**WHAT THE EXERCISE ASKS:** As the answer, give a copy of each line below that includes the word "noun".

**STUDY MATERIAL:**
⟨

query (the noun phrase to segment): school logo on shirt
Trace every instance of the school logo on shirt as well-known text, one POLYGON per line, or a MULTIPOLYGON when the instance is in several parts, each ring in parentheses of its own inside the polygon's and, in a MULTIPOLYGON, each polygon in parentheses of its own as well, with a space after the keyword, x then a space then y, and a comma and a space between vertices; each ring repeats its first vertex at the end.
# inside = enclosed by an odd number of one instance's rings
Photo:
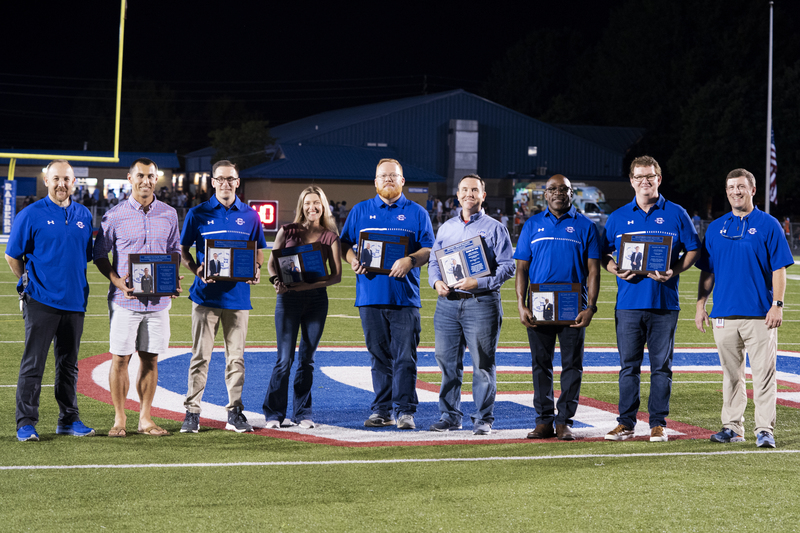
POLYGON ((80 220, 79 220, 79 221, 76 223, 76 225, 77 225, 79 228, 83 229, 83 222, 81 222, 80 220))
POLYGON ((56 223, 56 221, 55 221, 55 220, 48 220, 48 221, 47 221, 47 223, 48 223, 48 224, 55 224, 55 223, 56 223))
POLYGON ((628 221, 628 225, 630 226, 631 224, 633 224, 633 220, 628 221))
POLYGON ((536 231, 544 231, 544 228, 539 228, 536 231))
POLYGON ((399 220, 399 221, 401 221, 401 222, 402 222, 402 221, 403 221, 403 220, 405 220, 405 219, 406 219, 406 216, 405 216, 405 215, 397 215, 397 220, 399 220))
POLYGON ((656 219, 656 224, 663 224, 663 223, 664 223, 664 219, 663 219, 663 218, 661 218, 661 217, 658 217, 658 218, 656 219))
POLYGON ((756 234, 756 228, 750 228, 749 230, 747 230, 747 233, 749 233, 750 235, 755 235, 756 234))
POLYGON ((378 215, 370 215, 369 218, 378 218, 378 215))
POLYGON ((486 238, 486 230, 485 229, 480 230, 478 232, 478 235, 480 235, 481 237, 483 237, 485 239, 486 238))
POLYGON ((209 220, 209 221, 208 221, 208 225, 209 225, 209 226, 210 226, 210 225, 212 225, 213 223, 214 223, 214 221, 213 221, 213 220, 209 220))
POLYGON ((575 228, 573 228, 572 226, 567 226, 566 229, 567 229, 567 233, 575 233, 575 228))
POLYGON ((244 220, 241 219, 241 218, 237 218, 236 219, 236 223, 239 224, 240 226, 242 226, 242 225, 244 225, 244 220))

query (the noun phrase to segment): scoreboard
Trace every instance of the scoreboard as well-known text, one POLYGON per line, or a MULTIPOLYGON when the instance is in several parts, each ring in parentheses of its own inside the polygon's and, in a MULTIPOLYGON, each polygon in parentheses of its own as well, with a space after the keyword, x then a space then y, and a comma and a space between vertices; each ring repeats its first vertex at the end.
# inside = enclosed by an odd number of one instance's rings
POLYGON ((278 231, 277 200, 248 200, 247 204, 258 213, 264 231, 278 231))

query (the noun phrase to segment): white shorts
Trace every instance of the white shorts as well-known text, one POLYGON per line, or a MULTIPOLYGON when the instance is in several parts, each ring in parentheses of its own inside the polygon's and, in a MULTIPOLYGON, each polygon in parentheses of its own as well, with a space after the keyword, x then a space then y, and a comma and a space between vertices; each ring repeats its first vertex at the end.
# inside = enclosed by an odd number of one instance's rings
POLYGON ((163 354, 169 347, 169 310, 131 311, 108 302, 111 320, 109 336, 111 353, 131 355, 135 351, 163 354))

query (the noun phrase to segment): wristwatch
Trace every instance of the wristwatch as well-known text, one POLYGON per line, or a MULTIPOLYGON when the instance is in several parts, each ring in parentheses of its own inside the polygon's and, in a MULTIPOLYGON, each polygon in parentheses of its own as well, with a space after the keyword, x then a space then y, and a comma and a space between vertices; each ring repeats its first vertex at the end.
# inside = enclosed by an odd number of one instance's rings
POLYGON ((772 302, 772 305, 777 305, 778 307, 783 307, 783 302, 780 300, 775 300, 772 302))
POLYGON ((596 305, 587 305, 586 309, 591 309, 592 313, 597 313, 597 306, 596 305))
POLYGON ((413 255, 409 255, 408 258, 411 259, 411 268, 414 268, 415 266, 417 266, 417 258, 416 257, 414 257, 413 255))

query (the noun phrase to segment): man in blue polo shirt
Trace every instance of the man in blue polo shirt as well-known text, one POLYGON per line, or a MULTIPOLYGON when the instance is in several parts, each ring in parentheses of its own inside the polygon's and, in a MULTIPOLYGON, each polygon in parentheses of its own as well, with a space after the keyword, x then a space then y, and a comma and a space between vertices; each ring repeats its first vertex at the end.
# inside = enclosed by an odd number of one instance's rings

⟩

**OUTPUT BELOW:**
query (the noun phrase to segment): school logo on shirt
query (the noun phrase to segment): scoreboard
query (the noun phrase to segment): white shorts
query (the noun phrase to segment): wristwatch
query (the noun phrase to segment): man in blue polo shirt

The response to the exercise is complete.